Selected text —
Hello folks! It’s me, your oldest spirit friend, Whiskey, the official booze of the US of A and the number one cause of drunken fisticuffs since 1804. And I’m here with an important public service announcement. As of today, March 14th, 2018, I am officially requesting that my name no longer be mentioned in song. It’s been a good run and sure we’ve had some great musical times together, but like all good things/drinks, it must come to pass.  

Let’s be honest; my relationship with music has been on the rocks (whiskey pun hehe) for quite a while now. Still, we’ve managed to make some great work together. Anyone remember Chumbawamba But 21st century me is aged and fully matured now, and wants nothing more than to live out my remaining years in quiet alcoholic anonymity in a white-oak barrel in the Florida Keys. Yet, I can’t go ten seconds without hearing some Tony Lama boot-clad open mic hipster hillbilly sing my name like it’s the only Godforsaken word left in the rhyming dictionary. Yes, as it turns out, you CAN have too much of a good thing, even when that good thing is me, America’s greatest all-time beverage. Sure I’m good for a couple of shots, but if you keep it up, pretty soon you’re hurling ethnic slurs at the kindly neighborhood bartender and using your broken pool cue to fend off a trio of campus policemen. Everything in moderation.

Records from a dataset
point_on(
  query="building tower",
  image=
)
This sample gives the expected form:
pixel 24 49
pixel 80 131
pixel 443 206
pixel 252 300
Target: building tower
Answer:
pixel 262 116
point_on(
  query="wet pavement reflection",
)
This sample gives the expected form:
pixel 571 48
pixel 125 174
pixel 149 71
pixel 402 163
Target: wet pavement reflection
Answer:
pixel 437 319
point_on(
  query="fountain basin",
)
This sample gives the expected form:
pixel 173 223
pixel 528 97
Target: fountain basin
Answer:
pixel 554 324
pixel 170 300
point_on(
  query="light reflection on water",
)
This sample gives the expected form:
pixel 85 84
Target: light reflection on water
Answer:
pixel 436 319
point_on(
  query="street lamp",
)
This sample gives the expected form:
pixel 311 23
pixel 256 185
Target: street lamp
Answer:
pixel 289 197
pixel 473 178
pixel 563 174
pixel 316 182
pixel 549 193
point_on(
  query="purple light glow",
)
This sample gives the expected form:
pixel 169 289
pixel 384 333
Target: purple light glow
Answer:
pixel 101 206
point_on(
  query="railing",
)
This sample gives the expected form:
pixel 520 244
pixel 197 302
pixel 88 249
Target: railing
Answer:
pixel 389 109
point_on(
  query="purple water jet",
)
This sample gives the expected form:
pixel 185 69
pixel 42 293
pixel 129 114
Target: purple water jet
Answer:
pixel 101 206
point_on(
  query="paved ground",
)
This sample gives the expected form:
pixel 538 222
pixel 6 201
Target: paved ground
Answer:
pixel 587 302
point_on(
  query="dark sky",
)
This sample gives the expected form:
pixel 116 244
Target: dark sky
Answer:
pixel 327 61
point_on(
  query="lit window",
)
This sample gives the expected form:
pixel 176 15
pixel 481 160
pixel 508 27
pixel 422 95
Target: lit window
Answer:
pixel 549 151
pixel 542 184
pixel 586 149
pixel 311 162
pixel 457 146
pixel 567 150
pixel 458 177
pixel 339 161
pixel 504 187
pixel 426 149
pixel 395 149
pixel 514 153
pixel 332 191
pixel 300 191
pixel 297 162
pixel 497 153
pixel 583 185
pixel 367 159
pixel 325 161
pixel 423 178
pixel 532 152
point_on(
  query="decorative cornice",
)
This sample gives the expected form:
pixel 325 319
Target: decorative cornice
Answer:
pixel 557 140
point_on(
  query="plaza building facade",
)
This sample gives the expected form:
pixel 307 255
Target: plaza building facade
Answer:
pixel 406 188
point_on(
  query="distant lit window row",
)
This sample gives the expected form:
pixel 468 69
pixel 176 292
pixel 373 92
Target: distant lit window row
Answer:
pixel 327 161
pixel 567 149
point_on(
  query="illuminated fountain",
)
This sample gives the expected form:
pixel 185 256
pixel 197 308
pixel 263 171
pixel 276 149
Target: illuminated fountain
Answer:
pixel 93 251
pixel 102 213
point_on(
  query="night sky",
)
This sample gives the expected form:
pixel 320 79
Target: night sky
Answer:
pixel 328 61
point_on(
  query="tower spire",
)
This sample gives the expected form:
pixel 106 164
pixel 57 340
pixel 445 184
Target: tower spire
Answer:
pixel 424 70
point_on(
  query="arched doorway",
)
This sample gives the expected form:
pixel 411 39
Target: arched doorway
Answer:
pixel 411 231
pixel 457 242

Exercise details —
Write out the passage of the whiskey announcement starting at "Hello folks! It’s" and ending at "come to pass.", and swap "booze" for "drink".

Answer in full —
Hello folks! It’s me, your oldest spirit friend, Whiskey, the official drink of the US of A and the number one cause of drunken fisticuffs since 1804. And I’m here with an important public service announcement. As of today, March 14th, 2018, I am officially requesting that my name no longer be mentioned in song. It’s been a good run and sure we’ve had some great musical times together, but like all good things/drinks, it must come to pass.